**元の文章**

★ ★ ★ ★ ★

この日は石井さん、昨日と打って変わって完璧なるパフォーマンスを披露されました。
記録に残したいほどの素晴らしいアートヌードでした。


登場してきたときから何かが違う。
胸の前で両手を握ってワクワクって感じで飛び跳ねたりなんぞして、えらい弾けてます。
客に手拍子を要求したり、出だしからとっても楽しい感じ。

オブジェのマンとを取るとき、前日とは違って後ろから回ってそっと取りはずすされました。
それは予想通り、女性の体のオブジェでした。

前日同様、「もしも」「予感」「OCEAN ROAD」の3曲でスタート。
今日は昨日より声の調子が良いような。ちょっぴりハスキーな声。
でも高音域にさしかかると張りのある声に変わる。この微妙な声の変化がたまらなく好きだぁ。

そして、MC。
第一声は(多分…)「ようこそいらっしゃいました。私がウワサの石井竜也でございます。」
続けて「師走の忙しい中、いろいろと散財の多いときですね。男性はプレゼントをあげないといけないし、女性は待ってるだけかも知れないですが、……そんな中で1万円(チケット代)、ありがとうございます(笑)。」
そして、昨日の失敗をいち早く披露。
「昨日は大変もりあがりましたねー」
と、言えば、会場は拍手喝采。
「昨日はちょっと違ったメニューでお送りしました。」だって(爆)。

この日のMC。トークが冴え渡っていました。次々に繰り出されるネタの洪水。昨日と同じところも多いけど、また聞いても笑えてしまう。
昨夜一人で落ち込んで反省してたんかしら。それですべてを吹っ切ってことさらハイにやってる感じ?
内心くくーーっておかしかった。
受けたのは、「今日はみなさん正装(精巣)してますねぇ。乱装(卵巣)の方もいらっしゃいますけど(爆)。」
いきなりのジャブでした(笑)。

それから、アートヌードをやろうと思った理由についての説明。2つの理由があるんです。
なぬなぬ?と身を乗り出したところで、「2階席の方〜」と外してくれる(笑)。
「私ときどき2階にふりますから、そのときは少〜しだけ、前へのめってください(笑)。」

で、その理由とは、1つは、「プロセスを見せたかったから。」
NHKのアトリエ訪問などを見ていて、作品が出来上がる過程を見ると飽きない。これをステージに上げられないか? と思ったのがきっかけとか。
2つめは、米米の頃から見てくれているファンとソロになってからのファンがいる中で、絵を描いている石井と、歌を歌っている石井がファンの中で分離してしまっているような気がして、それをうまく一つのところへミックス出来ないか。と、思ったとのこと。最初反対されたけれど、「僕のファンなら分かってくれる」と確信してやったんだそうな。そうそう、分かってるよ〜ん。と、心の中で呟きました。恐らく、ファンはみんな……。

★ ★ ★ ★ ★

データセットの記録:
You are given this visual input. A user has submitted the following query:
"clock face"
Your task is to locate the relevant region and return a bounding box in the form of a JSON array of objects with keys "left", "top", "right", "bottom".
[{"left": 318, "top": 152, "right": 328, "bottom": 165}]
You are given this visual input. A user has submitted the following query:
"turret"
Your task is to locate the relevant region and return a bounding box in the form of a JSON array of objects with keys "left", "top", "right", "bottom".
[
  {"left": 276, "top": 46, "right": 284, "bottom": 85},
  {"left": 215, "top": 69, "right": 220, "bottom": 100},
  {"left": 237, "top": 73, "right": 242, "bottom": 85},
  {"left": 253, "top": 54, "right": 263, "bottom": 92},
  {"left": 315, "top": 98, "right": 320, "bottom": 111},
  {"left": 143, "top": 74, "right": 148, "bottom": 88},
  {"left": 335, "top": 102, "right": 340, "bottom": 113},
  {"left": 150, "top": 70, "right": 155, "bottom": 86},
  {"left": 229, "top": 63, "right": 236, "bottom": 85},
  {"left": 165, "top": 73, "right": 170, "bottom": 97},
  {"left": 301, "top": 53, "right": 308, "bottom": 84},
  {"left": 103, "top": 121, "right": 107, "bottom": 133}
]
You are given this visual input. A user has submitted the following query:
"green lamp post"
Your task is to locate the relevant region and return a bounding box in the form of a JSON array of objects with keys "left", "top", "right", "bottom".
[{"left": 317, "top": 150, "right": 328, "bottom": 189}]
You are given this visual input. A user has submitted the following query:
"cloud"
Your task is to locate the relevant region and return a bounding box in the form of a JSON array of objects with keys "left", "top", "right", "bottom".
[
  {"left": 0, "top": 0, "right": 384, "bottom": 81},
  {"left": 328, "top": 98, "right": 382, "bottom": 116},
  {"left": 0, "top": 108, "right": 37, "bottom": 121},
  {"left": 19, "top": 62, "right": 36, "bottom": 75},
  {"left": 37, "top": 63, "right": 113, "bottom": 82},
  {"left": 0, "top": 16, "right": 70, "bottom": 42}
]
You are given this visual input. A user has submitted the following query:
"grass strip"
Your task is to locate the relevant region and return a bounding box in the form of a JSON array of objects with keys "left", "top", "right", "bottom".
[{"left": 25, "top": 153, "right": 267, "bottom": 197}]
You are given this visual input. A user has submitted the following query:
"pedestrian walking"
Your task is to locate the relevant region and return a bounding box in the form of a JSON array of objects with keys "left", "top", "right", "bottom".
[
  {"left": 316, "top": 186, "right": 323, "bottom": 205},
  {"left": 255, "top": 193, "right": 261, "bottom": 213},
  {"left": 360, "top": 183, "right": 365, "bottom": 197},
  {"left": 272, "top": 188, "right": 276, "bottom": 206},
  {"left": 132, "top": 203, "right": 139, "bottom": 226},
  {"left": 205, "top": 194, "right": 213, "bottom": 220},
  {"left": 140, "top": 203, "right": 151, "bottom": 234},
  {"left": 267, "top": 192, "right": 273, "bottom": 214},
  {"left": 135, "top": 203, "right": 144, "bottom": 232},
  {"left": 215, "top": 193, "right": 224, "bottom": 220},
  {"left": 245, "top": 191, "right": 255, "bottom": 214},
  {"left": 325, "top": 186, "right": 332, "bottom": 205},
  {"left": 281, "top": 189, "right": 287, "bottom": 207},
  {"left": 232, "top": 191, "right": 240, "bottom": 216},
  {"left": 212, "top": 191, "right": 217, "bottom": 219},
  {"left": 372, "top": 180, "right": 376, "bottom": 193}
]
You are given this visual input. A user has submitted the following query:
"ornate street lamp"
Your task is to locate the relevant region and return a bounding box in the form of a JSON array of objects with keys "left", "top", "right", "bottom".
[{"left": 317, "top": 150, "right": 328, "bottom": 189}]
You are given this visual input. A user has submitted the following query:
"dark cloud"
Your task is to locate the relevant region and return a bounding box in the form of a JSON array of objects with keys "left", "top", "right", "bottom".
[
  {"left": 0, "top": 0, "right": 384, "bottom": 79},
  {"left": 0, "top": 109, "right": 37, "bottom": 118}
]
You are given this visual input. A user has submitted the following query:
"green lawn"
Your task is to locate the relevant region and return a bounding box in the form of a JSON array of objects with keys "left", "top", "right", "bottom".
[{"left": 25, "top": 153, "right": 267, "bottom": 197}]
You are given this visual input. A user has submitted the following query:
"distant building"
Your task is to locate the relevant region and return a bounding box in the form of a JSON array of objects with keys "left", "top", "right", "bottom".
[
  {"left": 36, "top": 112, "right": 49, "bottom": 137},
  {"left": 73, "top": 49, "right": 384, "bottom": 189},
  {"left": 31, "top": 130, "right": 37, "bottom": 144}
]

★ ★ ★ ★ ★

**作業内容**
上の公演レポートのうち、「前日同様、「もしも」「予感」「OCEAN ROAD」の3曲でスタート。」から始まり「りがとうございます(笑)。」」までの部分を、一字も変えずに打ち直してください。

**正しい出力**
前日同様、「もしも」「予感」「OCEAN ROAD」の3曲でスタート。
今日は昨日より声の調子が良いような。ちょっぴりハスキーな声。
でも高音域にさしかかると張りのある声に変わる。この微妙な声の変化がたまらなく好きだぁ。

そして、MC。
第一声は(多分…)「ようこそいらっしゃいました。私がウワサの石井竜也でございます。」
続けて「師走の忙しい中、いろいろと散財の多いときですね。男性はプレゼントをあげないといけないし、女性は待ってるだけかも知れないですが、……そんな中で1万円(チケット代)、ありがとうございます(笑)。」